======== Text excerpt ========

# custom homes trim paint advice needed



## azzurri (Feb 27, 2014)

Hello everyone, been painting in new home construction for several years, mainly in custom homes. My question is I need a good product for trim. Primer and finish. I have been using GP primer for years and its decent stuff but very hard to sand and not as smooth as oil lol. For finish I have been using cornado semi gloss or HP2000. Results are ok but I would like a lot better. Curious too see what others are using preferably latex or hybrids. Unfortanetly my builders are all into the new green scene and oil is not an option. Also I spray all trim and doors. Thank you in advance.


----------



## BC_Painter (Feb 14, 2010)

I use HP2000

Coverstain is my go-to primer, but no oil means you'll have to talk to your GP rep about a different option.


----------



## azzurri (Feb 27, 2014)

Are u getting a nice smooth finish with the HP2000?


----------



## Toolnut (Nov 23, 2012)

For finish if you have the time to wait to re-coat Advance is great for trim. If time is a factor pro classic. I feel both are good sprayable. I really like the advance a little better for spraying but sometimes the slow dry time can become a factor.

======== Dataset entries ========

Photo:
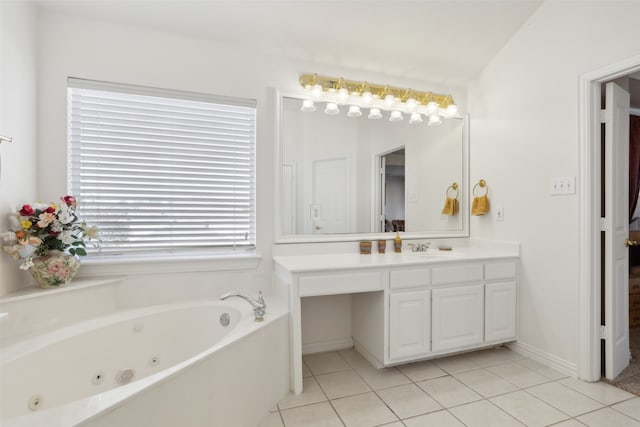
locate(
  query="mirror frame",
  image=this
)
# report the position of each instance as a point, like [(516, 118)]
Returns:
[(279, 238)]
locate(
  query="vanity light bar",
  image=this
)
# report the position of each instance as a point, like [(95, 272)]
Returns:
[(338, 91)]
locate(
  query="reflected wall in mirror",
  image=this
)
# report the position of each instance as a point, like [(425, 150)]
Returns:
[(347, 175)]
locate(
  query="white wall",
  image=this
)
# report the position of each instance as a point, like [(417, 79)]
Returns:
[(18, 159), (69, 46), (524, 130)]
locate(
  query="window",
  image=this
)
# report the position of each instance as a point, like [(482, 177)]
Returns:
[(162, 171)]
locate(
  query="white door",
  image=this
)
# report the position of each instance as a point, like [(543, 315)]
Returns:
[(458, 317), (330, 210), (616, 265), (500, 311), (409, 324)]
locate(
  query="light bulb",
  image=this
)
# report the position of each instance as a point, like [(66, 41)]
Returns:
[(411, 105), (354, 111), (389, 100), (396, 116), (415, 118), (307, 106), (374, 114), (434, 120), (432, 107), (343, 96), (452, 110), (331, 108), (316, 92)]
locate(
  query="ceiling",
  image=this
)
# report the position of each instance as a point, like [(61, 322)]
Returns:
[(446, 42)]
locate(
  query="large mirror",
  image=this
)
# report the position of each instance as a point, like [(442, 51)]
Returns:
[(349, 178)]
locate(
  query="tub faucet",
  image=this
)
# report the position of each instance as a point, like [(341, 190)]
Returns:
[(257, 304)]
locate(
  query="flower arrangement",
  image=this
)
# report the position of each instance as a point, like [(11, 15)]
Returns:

========
======== Dataset entries ========

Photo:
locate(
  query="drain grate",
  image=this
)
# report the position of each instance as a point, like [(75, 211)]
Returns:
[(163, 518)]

========
======== Dataset entries ========

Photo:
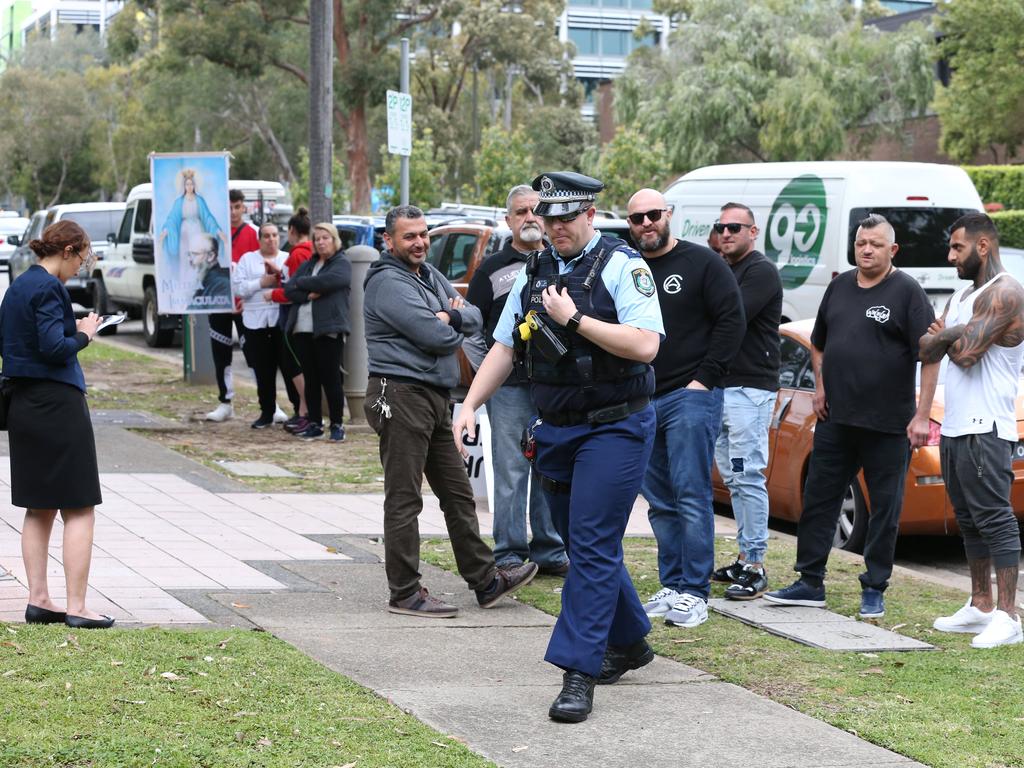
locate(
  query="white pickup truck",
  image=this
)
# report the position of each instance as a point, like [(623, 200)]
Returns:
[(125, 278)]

========

◆ **What is asked**
Copy the trim paint thread, starting with "## BC_Painter (Feb" and going on through "with the HP2000?", and rename "HP2000" to "Emerald" everywhere it occurs. Draw solely on the trim paint thread when responding.

◆ **Expected output**
## BC_Painter (Feb 14, 2010)

I use Emerald

Coverstain is my go-to primer, but no oil means you'll have to talk to your GP rep about a different option.


----------



## azzurri (Feb 27, 2014)

Are u getting a nice smooth finish with the Emerald?